[[ DATA, beginning ]]

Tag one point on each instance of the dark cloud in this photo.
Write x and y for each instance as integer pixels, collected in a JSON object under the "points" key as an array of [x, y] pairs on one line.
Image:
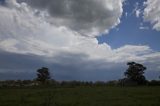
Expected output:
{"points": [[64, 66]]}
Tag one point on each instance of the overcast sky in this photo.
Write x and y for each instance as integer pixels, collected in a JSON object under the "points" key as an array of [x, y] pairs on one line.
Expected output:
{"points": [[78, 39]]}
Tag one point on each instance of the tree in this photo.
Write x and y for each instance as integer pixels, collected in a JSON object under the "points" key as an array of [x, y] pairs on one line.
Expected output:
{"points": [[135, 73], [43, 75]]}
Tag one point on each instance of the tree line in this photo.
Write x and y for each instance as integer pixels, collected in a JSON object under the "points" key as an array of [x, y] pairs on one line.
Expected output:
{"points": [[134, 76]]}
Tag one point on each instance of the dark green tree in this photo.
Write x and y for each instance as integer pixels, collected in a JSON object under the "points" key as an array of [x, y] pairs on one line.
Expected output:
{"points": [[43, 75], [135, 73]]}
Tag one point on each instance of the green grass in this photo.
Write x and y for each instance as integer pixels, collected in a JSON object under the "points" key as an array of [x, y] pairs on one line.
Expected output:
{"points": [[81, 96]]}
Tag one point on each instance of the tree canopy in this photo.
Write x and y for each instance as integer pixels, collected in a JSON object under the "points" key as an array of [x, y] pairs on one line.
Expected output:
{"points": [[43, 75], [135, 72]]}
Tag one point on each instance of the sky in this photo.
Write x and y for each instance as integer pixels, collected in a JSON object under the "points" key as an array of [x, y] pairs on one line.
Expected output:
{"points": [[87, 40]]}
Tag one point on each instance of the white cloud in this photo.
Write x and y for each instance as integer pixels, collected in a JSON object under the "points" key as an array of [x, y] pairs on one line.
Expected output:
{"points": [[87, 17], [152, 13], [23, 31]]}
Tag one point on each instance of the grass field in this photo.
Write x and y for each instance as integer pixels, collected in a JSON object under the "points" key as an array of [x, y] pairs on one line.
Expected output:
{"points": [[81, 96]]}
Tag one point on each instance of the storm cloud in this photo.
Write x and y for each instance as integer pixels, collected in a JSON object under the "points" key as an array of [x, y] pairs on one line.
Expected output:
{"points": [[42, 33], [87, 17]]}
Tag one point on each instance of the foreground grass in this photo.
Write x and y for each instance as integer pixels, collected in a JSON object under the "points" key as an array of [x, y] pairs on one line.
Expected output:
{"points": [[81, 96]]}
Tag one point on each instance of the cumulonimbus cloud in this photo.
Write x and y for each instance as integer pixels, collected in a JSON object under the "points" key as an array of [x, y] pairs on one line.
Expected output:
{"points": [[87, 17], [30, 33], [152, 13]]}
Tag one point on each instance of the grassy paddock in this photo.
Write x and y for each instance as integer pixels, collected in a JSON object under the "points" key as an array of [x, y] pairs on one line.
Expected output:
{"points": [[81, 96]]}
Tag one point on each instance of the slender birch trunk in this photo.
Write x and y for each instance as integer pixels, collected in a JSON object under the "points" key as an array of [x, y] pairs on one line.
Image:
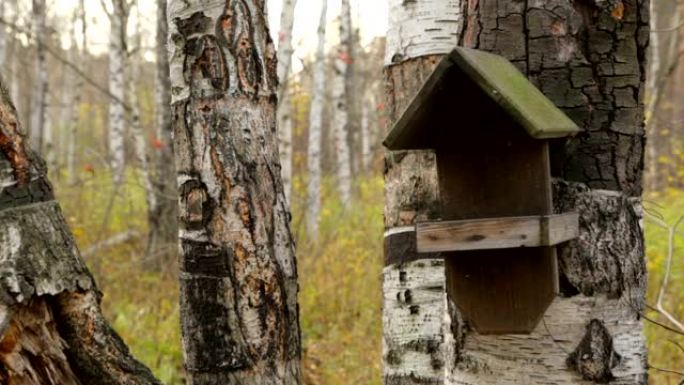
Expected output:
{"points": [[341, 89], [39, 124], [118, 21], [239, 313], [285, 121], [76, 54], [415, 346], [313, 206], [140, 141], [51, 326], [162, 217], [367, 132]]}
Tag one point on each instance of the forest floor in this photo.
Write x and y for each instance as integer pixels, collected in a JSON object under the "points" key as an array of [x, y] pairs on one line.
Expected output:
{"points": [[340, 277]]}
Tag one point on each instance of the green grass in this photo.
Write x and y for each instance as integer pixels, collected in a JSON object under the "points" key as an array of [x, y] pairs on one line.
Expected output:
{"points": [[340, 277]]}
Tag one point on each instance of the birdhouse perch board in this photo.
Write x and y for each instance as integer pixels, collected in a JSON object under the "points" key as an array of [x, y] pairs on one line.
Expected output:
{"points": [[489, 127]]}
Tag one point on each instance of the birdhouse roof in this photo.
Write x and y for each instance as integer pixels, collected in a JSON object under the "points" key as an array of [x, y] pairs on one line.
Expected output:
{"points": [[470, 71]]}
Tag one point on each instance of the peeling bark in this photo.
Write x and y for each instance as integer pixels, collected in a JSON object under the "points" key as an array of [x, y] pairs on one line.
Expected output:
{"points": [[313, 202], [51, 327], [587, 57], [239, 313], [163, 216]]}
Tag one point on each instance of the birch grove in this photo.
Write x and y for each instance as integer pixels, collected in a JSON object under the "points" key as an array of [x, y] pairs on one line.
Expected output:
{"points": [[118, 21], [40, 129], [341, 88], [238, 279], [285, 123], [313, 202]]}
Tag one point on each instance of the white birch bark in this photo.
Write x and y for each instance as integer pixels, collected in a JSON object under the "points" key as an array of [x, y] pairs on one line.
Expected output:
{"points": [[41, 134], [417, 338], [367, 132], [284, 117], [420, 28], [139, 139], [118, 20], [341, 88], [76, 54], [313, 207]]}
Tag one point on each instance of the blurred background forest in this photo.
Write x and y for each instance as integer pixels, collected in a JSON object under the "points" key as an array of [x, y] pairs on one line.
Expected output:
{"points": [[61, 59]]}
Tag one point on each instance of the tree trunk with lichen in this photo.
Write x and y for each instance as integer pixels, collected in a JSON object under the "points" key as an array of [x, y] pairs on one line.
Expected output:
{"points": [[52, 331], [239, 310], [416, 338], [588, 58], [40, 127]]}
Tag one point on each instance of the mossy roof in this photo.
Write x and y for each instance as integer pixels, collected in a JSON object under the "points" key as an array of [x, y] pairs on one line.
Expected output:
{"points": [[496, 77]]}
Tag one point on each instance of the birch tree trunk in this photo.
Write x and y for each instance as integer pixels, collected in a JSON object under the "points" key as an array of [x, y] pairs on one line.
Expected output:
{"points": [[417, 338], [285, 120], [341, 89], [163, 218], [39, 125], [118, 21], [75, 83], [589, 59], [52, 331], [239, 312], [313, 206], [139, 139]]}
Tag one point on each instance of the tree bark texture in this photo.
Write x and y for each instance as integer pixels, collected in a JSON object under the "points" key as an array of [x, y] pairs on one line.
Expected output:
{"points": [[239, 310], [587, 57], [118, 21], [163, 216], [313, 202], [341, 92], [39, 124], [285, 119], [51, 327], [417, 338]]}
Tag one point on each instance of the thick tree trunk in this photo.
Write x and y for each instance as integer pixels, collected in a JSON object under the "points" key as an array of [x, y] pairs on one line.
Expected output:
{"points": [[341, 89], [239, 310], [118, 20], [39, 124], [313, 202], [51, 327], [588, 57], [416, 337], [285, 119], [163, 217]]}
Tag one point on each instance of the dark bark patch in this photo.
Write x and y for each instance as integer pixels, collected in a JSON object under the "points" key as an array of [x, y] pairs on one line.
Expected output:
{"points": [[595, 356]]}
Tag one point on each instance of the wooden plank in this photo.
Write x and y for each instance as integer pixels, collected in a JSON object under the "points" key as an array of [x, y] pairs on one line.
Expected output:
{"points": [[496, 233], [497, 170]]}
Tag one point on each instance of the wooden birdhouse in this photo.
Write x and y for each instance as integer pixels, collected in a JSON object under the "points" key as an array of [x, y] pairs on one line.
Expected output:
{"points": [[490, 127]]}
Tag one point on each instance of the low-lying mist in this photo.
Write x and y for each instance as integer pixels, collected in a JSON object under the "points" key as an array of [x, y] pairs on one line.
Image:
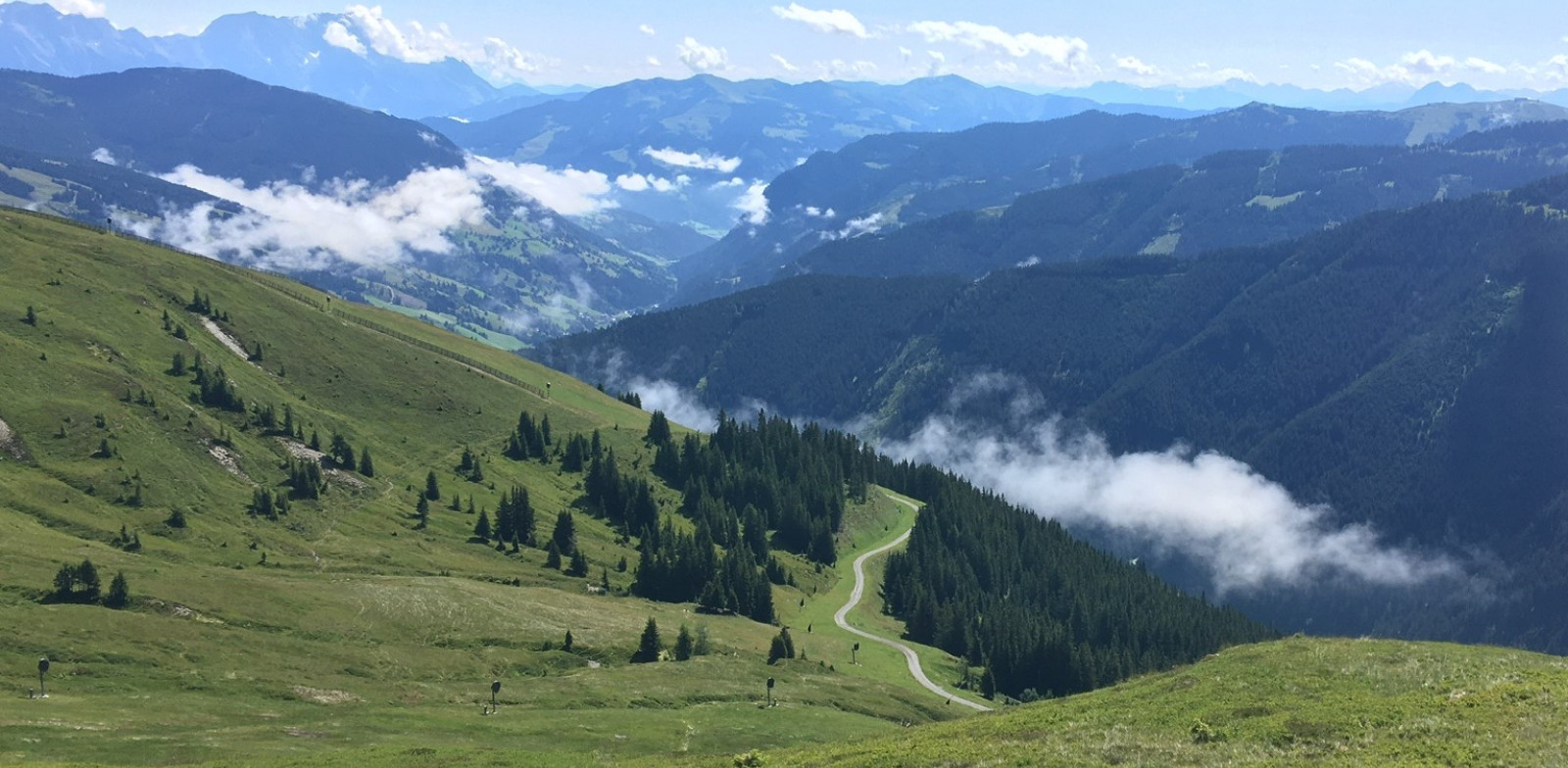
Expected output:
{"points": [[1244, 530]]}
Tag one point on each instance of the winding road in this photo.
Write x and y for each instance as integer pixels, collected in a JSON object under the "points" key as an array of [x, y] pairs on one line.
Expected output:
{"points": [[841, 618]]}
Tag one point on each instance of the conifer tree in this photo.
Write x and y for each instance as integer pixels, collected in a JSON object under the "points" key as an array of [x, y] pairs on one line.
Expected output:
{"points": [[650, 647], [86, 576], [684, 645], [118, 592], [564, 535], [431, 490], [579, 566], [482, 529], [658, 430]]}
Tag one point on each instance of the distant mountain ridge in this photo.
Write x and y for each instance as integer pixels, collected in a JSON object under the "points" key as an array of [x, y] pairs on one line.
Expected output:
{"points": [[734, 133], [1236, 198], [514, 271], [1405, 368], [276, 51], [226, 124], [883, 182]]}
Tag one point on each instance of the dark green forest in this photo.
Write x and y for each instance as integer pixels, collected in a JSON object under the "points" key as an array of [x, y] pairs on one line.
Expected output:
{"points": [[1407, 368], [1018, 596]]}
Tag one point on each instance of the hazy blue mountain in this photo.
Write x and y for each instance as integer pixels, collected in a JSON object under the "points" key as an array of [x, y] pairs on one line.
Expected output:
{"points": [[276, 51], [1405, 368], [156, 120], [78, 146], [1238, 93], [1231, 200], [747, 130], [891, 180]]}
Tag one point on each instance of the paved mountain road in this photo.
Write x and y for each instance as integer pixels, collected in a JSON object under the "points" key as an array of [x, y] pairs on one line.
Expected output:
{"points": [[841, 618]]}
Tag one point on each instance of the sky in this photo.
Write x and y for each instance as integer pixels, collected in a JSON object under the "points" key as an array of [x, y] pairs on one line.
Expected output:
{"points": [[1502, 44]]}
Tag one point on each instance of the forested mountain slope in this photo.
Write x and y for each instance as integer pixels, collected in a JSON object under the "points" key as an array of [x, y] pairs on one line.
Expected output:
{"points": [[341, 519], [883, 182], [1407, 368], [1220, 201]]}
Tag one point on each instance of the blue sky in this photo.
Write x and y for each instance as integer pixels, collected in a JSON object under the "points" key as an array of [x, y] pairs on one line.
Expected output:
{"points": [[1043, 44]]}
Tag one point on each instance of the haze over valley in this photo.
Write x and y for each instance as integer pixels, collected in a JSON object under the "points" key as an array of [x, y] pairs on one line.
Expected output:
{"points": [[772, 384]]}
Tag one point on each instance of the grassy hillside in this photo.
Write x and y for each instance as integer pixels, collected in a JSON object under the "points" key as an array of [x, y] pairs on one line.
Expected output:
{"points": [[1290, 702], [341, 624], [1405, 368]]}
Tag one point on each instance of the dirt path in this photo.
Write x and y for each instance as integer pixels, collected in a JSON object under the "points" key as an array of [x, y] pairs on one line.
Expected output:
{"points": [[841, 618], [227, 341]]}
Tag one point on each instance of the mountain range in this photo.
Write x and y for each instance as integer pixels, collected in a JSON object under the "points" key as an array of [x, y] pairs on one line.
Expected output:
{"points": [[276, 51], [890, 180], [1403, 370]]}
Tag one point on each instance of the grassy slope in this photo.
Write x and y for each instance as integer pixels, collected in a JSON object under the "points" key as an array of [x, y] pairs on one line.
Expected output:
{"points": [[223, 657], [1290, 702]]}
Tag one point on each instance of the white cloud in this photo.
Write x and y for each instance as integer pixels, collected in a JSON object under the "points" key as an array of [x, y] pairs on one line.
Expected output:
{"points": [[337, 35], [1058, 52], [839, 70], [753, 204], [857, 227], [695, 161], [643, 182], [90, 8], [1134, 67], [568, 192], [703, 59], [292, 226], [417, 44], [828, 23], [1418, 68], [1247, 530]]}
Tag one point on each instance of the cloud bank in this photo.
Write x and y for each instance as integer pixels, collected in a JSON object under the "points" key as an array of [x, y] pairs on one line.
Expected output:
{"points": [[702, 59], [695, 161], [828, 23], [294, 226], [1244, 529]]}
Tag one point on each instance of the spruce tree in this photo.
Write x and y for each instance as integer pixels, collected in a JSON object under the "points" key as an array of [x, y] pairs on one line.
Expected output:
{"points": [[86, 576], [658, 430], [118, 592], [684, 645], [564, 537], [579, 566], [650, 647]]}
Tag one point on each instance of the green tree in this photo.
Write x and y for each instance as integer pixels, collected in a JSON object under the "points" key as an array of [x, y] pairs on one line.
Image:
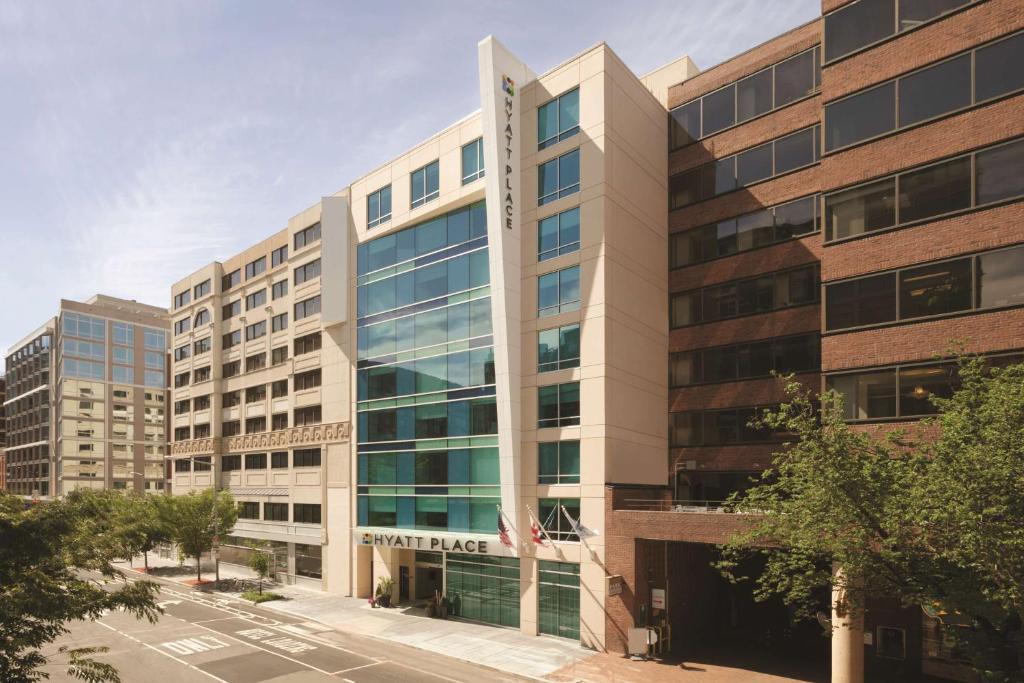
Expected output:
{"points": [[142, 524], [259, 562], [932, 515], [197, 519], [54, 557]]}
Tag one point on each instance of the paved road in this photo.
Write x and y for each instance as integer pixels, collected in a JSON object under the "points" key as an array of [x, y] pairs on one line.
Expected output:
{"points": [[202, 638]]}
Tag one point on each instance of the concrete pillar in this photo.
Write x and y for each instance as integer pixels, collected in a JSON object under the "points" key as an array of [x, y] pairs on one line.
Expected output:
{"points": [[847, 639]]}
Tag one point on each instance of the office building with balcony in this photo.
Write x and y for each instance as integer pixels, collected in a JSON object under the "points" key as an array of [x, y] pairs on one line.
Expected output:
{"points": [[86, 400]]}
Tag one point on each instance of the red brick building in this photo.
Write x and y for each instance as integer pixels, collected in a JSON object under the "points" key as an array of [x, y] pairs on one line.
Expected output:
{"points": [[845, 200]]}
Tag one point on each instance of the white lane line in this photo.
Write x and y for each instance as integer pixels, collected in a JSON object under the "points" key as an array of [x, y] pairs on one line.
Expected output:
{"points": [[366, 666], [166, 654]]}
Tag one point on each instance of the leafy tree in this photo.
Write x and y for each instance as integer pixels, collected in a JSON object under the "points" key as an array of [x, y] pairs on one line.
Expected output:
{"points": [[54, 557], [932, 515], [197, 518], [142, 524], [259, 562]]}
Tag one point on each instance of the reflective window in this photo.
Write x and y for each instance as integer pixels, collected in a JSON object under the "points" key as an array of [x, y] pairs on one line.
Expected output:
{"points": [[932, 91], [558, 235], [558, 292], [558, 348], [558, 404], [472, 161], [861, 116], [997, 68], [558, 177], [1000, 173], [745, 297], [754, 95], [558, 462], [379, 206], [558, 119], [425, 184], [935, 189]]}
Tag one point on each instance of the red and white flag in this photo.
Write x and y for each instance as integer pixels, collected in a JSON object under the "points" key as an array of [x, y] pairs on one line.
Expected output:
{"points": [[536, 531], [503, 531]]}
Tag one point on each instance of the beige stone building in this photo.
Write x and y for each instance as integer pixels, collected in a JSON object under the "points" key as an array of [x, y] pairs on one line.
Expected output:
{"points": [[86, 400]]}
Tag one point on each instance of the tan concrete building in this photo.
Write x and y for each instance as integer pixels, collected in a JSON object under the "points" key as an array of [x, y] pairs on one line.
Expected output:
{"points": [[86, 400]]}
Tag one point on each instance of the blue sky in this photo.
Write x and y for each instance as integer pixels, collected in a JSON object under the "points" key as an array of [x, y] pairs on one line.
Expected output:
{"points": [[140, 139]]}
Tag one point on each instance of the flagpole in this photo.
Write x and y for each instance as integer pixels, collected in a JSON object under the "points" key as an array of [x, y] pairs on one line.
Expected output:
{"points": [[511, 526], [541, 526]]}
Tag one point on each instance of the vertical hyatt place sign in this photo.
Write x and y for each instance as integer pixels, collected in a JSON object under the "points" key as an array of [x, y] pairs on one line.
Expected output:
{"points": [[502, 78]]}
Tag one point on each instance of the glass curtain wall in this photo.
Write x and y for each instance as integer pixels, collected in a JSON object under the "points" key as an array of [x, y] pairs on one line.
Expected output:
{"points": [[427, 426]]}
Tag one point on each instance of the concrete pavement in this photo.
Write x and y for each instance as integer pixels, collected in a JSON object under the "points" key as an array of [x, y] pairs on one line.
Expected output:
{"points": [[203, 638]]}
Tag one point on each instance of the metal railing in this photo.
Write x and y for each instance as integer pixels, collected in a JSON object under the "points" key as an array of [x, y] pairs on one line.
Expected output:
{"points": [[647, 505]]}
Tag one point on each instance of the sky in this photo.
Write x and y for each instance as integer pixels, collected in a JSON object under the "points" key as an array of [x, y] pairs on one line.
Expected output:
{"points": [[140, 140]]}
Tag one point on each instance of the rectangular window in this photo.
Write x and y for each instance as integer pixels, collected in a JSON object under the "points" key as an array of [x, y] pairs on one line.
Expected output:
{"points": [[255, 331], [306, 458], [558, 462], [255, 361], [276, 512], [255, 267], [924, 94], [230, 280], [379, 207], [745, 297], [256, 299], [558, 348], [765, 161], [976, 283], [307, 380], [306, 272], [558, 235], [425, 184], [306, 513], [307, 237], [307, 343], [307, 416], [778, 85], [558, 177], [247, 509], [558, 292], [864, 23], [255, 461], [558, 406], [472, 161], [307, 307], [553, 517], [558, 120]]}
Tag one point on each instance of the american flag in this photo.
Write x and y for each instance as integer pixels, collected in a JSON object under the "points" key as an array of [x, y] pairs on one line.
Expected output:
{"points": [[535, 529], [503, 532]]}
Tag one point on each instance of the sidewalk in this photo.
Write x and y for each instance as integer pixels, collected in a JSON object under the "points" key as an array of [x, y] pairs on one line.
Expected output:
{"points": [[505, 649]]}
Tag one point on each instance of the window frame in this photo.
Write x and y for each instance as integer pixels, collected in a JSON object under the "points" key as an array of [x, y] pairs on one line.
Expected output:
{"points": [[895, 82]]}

[[ DATA, end ]]

● **YOUR INSTRUCTIONS**
Looking back at the data above, tally each line that includes the word "paved", then answer with the total alone.

● **SOLUTION FOR THIS TASK**
2